[Named-object pointing records]
- - -
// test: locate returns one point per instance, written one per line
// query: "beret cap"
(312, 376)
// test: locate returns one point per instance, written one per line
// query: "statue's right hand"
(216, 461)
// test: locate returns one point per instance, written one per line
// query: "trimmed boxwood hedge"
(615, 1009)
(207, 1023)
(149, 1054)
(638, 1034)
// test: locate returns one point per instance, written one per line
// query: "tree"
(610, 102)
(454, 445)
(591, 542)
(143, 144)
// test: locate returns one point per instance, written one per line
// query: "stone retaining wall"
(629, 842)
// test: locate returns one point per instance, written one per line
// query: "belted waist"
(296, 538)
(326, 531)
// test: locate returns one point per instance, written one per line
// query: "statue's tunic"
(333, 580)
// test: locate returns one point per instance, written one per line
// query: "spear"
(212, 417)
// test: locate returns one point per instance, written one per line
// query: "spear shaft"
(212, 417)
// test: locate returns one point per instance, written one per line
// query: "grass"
- - -
### Directions for this task
All of the lines above must be returned exactly.

### Task output
// test: locate returns one point per instance, written one per line
// query: "beret cap"
(312, 376)
// test: locate returns one point per instance, written one per line
// query: "statue's right hand"
(216, 461)
// test: locate returns one point per instance, written one per line
// query: "trimmed boxwood hedge"
(615, 1009)
(207, 1023)
(149, 1054)
(638, 1034)
// test: locate returns one point per instance, written one per line
// query: "tree"
(610, 102)
(454, 445)
(591, 542)
(143, 144)
// test: locate returns one point per instance, written one per line
// query: "stone retaining wall"
(629, 842)
// test: locate returns one point per instance, written one per line
// query: "belted waist"
(296, 538)
(326, 531)
// test: locate returns one point per instance, written one per line
// query: "statue's tunic"
(333, 580)
// test: locate returns one point per instance, written one per line
// query: "spear"
(212, 417)
// test: locate returns one point per instance, written one per line
// query: "spear shaft"
(212, 417)
// test: locate returns one point per instance, written one per line
// query: "grass"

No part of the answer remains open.